Pick out every line in the records below that contains the string “curved”, and copy each one. Case counts.

-- Start of RECORDS --

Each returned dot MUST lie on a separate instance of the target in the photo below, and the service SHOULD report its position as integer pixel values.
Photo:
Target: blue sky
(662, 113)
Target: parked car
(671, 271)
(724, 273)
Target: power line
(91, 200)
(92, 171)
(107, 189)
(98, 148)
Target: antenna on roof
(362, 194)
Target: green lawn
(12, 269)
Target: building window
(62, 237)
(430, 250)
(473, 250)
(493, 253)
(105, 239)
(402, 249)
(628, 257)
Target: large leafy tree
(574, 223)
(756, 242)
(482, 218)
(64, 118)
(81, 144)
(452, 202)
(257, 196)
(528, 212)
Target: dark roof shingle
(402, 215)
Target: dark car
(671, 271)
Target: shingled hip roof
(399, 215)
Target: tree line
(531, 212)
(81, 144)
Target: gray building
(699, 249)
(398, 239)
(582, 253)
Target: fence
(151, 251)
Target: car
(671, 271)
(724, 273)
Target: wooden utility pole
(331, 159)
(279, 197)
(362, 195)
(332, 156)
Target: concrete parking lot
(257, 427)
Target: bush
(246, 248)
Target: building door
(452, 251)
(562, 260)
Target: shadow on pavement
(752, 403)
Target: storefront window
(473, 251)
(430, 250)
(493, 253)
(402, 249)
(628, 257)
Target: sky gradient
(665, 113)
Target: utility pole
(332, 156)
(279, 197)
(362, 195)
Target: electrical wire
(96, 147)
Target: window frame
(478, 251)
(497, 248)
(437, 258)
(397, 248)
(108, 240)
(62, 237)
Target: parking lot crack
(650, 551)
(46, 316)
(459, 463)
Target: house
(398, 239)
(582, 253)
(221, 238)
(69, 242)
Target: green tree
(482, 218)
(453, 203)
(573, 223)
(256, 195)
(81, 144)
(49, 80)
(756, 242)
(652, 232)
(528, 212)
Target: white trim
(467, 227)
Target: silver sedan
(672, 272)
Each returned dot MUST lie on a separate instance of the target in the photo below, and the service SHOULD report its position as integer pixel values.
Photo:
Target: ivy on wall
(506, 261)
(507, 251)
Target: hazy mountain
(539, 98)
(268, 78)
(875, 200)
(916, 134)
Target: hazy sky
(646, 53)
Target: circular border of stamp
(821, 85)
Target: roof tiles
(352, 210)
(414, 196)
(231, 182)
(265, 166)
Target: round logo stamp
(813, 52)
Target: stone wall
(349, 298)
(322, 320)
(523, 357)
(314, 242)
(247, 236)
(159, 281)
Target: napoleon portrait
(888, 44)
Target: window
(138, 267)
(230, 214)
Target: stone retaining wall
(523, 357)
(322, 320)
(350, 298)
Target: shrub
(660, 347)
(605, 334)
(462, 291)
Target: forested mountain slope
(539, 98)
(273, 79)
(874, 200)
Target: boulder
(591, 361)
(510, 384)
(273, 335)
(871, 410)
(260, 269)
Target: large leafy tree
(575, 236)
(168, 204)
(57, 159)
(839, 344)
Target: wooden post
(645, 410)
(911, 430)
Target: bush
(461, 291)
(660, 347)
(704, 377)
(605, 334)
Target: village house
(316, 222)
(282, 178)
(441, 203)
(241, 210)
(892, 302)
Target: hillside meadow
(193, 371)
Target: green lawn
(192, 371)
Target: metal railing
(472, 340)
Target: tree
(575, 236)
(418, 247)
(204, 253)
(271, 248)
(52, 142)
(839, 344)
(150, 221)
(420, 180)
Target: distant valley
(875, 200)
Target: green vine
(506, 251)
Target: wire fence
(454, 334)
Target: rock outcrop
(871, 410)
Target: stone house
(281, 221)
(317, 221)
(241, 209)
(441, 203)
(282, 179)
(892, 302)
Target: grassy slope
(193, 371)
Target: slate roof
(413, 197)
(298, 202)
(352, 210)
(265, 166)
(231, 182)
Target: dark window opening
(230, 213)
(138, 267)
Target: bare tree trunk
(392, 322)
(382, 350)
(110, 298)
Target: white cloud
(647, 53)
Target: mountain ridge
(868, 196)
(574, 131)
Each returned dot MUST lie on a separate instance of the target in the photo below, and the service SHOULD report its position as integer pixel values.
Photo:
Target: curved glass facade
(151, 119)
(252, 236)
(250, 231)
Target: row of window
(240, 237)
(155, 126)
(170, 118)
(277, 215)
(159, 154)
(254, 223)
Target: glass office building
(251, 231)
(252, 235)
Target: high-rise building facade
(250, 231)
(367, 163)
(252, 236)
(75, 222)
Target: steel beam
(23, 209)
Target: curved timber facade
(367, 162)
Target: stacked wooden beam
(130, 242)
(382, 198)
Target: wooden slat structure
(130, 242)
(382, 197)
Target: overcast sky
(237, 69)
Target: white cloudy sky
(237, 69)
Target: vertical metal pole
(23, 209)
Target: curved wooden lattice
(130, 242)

-- End of RECORDS --
-- Start of RECORDS --

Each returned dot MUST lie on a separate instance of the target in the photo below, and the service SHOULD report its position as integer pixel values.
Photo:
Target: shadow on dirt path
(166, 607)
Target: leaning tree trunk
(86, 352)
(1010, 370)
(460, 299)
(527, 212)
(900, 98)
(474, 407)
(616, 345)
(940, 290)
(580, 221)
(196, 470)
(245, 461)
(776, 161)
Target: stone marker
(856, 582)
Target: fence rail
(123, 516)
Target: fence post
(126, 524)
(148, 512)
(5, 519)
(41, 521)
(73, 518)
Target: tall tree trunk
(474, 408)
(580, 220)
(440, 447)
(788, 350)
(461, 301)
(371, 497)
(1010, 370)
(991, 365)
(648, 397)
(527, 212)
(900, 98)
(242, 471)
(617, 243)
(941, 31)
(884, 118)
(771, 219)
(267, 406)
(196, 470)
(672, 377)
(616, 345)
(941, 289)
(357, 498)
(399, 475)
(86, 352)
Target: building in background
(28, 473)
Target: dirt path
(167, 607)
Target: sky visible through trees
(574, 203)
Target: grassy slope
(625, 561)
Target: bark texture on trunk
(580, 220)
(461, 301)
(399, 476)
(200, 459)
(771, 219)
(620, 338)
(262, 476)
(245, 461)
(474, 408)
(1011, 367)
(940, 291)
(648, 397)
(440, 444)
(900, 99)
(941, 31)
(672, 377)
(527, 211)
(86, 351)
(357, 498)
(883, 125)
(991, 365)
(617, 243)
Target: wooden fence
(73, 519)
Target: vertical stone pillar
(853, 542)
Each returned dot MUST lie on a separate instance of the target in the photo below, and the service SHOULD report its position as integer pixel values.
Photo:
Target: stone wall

-- End of RECORDS --
-- Start of RECORDS --

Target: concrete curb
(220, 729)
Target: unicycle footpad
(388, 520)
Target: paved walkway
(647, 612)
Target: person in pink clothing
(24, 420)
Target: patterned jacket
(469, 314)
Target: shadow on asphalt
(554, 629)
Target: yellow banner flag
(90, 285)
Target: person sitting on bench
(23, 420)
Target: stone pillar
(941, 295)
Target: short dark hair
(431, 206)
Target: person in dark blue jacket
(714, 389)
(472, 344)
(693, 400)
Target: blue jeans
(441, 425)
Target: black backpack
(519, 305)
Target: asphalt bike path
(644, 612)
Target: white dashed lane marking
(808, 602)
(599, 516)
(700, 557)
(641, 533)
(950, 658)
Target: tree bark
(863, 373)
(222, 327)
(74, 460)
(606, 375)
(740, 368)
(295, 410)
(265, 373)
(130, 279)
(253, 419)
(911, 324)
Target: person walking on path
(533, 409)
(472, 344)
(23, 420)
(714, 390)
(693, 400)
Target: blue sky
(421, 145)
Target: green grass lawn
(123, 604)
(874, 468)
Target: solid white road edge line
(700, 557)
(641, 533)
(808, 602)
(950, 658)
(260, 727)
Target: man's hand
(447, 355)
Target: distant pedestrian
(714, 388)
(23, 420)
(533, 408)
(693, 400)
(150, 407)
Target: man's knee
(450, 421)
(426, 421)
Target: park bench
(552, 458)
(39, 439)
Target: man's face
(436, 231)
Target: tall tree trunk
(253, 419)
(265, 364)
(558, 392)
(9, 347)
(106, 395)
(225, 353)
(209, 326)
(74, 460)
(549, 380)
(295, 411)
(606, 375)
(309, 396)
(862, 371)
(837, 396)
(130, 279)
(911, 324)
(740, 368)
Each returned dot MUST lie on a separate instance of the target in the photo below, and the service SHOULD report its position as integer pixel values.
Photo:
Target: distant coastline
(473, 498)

-- End of RECORDS --

THE RESPONSE:
Target: curved glass facade
Target: curved timber facade
Target: curved wooden lattice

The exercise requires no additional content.